-- EXERCISE PROMPT --
Nothing but a number is needed here; count the lines of the listing that include "photo".

....

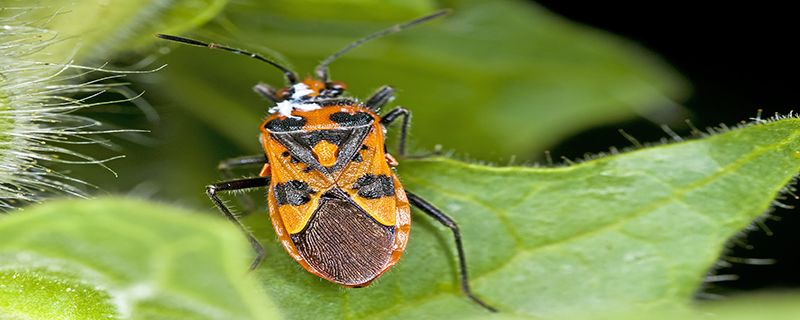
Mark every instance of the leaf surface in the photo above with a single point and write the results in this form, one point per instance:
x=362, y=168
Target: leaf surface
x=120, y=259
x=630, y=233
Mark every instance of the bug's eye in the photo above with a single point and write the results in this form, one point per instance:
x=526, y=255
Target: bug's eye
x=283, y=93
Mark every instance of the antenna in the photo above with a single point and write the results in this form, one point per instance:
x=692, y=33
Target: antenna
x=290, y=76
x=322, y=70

....

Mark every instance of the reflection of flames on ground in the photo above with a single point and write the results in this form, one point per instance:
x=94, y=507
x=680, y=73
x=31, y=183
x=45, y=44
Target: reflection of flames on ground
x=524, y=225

....

-- OUTPUT OF THE TASK --
4